- DESCRIPTION OF THE TASK
From the text on the sound sculpture Pinocchio’s Transformation, extract word for word the passage that begins with "Pinocchio’s Transformation (2019)" and ends with "width x height)".

- READING PASSAGE
*** Begin section ***

Pinocchio’s Transformation (2019) at Maryland Institute College of Art
Chair, strings, acrylic, amplifier, speaker, guitar tuner, screw
36.5 x 38 x 90cm (length x width x height)
Instructions for both the audience and myself in this performance include:
1) Shaking the strings
2) Flipping the strings
3) Scrubbing the strings
This piece is a sound sculpture created out of everyday objects as an experience artwork. I was influenced by Tony Conrad’s sound instruments seen at ICA Philadelphia in 2018. I translate sound to a sound instrument which I then translate to another new sound. The amplifier with microphones and a speaker near the chair which amplifies the sound of the three guitar strings attached. After I received a cochlear implant, I went from a silent world to a world which included sound. The sound world strongly influenced my perception. When many objects moved I heard sound and I felt that it had life. In addition, the phenomena of synesthesia temporarily created sound colors. Following that phenomena, I asked myself the question: Am I the same human between my current and former self? My brain has been sonically reorganized through my cochlear implant. I think the reorganized brain affects my sense of space. In fact, my family and doctor pointed out to me that I could walk straight after my surgery because sound gave me a new audio-spatial ability. So, like the story of Pinocchio’s transformation from wood to human, my body and brain were reproduced yet they are unified by my memory. This experience of translation gives an audience different ideas through constructing a new world.

*** End section ***

- EXTRACTED INFORMATION
*** Begin section ***

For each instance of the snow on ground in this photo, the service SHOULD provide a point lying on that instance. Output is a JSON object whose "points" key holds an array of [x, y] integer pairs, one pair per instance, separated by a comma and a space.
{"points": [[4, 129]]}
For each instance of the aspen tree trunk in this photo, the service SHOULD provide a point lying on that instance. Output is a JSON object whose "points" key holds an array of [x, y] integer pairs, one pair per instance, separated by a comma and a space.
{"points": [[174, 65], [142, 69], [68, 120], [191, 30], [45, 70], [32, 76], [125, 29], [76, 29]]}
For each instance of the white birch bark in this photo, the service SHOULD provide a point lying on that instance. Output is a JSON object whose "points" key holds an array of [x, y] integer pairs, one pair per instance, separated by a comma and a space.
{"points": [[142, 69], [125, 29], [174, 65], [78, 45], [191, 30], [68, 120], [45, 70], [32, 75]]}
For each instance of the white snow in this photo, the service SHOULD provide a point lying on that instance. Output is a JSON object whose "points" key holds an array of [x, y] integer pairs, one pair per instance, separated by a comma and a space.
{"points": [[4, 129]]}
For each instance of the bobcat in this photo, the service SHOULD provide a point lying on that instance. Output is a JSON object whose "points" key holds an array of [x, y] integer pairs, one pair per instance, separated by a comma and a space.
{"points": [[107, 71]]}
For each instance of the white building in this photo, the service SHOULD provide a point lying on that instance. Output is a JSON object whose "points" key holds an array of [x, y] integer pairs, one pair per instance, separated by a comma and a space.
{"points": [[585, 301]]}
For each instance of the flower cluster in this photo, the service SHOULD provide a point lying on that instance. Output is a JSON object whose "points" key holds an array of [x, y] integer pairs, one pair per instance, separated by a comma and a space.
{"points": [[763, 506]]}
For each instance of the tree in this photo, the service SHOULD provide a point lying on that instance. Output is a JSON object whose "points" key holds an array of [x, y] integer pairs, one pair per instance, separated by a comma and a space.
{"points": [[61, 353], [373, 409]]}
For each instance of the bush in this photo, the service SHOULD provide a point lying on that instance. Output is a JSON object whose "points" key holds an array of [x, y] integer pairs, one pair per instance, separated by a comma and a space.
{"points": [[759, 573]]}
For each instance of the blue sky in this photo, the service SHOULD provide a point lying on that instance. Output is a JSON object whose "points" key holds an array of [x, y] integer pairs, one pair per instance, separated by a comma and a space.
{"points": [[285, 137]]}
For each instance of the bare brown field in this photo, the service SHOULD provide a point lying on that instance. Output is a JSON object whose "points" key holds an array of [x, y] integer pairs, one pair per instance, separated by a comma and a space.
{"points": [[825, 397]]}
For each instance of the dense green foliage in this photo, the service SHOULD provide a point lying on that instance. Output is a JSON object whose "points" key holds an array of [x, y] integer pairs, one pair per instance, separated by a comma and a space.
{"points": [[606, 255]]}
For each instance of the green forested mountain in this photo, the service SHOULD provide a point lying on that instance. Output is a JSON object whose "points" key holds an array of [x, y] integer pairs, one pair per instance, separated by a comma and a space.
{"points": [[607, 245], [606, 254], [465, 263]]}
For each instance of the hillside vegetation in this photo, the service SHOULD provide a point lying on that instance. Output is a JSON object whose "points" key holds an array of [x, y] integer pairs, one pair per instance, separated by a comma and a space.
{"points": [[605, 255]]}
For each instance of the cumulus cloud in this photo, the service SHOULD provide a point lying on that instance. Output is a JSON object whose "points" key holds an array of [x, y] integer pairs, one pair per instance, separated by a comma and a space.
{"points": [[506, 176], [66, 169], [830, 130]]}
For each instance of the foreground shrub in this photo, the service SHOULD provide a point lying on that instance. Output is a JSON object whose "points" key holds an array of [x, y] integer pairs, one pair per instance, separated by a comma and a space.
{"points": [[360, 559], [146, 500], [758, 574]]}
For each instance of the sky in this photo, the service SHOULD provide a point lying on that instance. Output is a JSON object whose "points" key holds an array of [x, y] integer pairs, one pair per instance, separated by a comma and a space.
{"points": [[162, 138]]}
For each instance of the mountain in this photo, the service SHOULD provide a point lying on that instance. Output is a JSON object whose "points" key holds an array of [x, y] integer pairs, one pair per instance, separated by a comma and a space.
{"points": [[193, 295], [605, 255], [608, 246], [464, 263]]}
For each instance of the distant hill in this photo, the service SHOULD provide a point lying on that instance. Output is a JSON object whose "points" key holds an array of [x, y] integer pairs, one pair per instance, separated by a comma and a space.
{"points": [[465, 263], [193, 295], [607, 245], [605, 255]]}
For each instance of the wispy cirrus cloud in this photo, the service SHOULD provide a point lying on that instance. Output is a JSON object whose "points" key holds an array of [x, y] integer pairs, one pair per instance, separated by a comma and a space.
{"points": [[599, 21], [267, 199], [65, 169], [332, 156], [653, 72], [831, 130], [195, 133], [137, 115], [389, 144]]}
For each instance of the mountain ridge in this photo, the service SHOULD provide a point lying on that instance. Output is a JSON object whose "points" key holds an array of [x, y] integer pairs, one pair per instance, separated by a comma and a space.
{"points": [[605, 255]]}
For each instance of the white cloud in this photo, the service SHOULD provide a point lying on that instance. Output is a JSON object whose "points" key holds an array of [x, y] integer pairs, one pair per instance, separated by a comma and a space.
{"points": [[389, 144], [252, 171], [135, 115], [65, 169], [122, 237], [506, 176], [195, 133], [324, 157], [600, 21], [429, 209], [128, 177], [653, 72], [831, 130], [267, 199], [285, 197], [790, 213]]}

*** End section ***

- OUTPUT OF THE EXERCISE
Pinocchio’s Transformation (2019) at Maryland Institute College of Art
Chair, strings, acrylic, amplifier, speaker, guitar tuner, screw
36.5 x 38 x 90cm (length x width x height)